Return every entry exactly.

═════ Records for processing ═════

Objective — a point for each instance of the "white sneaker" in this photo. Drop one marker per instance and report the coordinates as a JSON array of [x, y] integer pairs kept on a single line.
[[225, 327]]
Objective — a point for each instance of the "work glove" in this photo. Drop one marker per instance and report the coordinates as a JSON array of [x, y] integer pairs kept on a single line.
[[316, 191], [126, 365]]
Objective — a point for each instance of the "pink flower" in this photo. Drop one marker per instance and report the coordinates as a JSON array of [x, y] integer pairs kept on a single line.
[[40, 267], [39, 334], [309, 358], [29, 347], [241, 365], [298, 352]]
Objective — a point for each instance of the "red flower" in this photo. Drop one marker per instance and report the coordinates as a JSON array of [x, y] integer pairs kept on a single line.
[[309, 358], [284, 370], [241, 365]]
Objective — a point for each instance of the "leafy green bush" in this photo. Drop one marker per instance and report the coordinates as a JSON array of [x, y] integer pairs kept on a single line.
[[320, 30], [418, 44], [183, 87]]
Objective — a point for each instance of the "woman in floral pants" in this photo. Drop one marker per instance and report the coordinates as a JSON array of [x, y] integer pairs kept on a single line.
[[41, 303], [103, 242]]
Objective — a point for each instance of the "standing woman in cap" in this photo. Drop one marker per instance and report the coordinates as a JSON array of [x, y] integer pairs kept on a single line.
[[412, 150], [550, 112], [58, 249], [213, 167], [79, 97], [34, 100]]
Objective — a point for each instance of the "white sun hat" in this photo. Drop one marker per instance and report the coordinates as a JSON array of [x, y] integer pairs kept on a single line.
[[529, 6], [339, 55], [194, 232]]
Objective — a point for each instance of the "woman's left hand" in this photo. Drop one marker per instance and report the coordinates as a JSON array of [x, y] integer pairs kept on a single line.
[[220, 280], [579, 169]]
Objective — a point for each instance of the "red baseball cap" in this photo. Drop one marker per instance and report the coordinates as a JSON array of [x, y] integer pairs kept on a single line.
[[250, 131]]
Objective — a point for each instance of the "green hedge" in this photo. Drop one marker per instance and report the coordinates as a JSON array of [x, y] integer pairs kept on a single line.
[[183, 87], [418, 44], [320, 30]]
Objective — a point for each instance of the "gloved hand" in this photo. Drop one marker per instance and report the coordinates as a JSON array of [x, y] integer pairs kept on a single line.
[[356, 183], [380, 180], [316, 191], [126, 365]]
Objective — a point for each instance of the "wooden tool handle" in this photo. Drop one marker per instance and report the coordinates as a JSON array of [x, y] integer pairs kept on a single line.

═════

• _Expected output_:
Objective — a point for each instance of the "white sneaker" in this photo. Drop one marker per instance and report the coordinates as a JSON array of [x, y] integer pairs kept on a single line.
[[225, 327]]
Objective — a point for each instance of the "work glove" in this photo. Drop one marker per instance and report the coordinates as a JSON array of [x, y] integer pairs kept on a single line.
[[316, 191], [126, 365]]
Objective — a point for each instance of the "pink flower" in this photo. Drop one marker per instance and report the coordinates as a JSON array of [x, y] integer pairs kept on a single line.
[[40, 267], [39, 334], [309, 358], [29, 347], [241, 365], [298, 352]]
Objective — a point for each instance of the "red flower" in this photo. Drop one marker per instance and report the coordinates as a JSON array of [x, y] integer pairs kept on a single line.
[[309, 358], [284, 370], [241, 365]]
Objective — a point for each instance of the "leafy green bush" in this photo. Drop one marker per instance and report the coordinates as a JSON array of [x, y] integer pairs kept on a single line.
[[320, 30], [418, 44], [183, 87]]
Objective — a point for each instance of the "woman in floral pants" in this photo. Drop one marker per instance and report the coordinates as a JSON array of [x, y] integer pairs kept on a single line.
[[41, 303], [103, 242]]
Objective — a point for each instance of the "standing woman in cap" in this photo. Drop one marker per instance and report the coordinates as a JSON array of [x, y] integer pairs kept on a single line.
[[412, 150], [550, 112], [58, 249], [213, 167], [79, 97], [34, 100]]
Objective — a point for each instance of the "white sun hat" in this photo. Drop one marker per instance and report the coordinates as a JSON array of [x, y] integer pairs kept on a single line.
[[529, 6], [339, 55], [194, 232]]
Objective — a point for each instance of the "woman's left hand" in this photo. Drop one marker per instance and report the coordinates as a JSON array of [x, y] integer pairs kept on a single line.
[[220, 280], [579, 169]]
Objective — a point for each instance of the "red baseball cap" in this photo. Drop one marker per instance and report the coordinates as a JSON array of [x, y] integer pairs kept on a single line.
[[250, 131]]
Objective — a point for each instance of the "green hedge" in this photo. Drop one marker per instance and report the coordinates as a JSON array of [x, y] integer pairs kept on a single line.
[[183, 87], [418, 44], [320, 30]]
Objective — a point for each instance of the "gloved hand" in this photo. Drop one marker per instance and report the coordinates as a JSON array of [x, y] integer pairs kept on a single line.
[[356, 183], [380, 180], [316, 191], [126, 365]]
Objective — a point for each instance of the "wooden tool handle" in this photo. Drop one marker per instance and report the coordinates as a JSON array of [x, y] integer pairs kept on a single line.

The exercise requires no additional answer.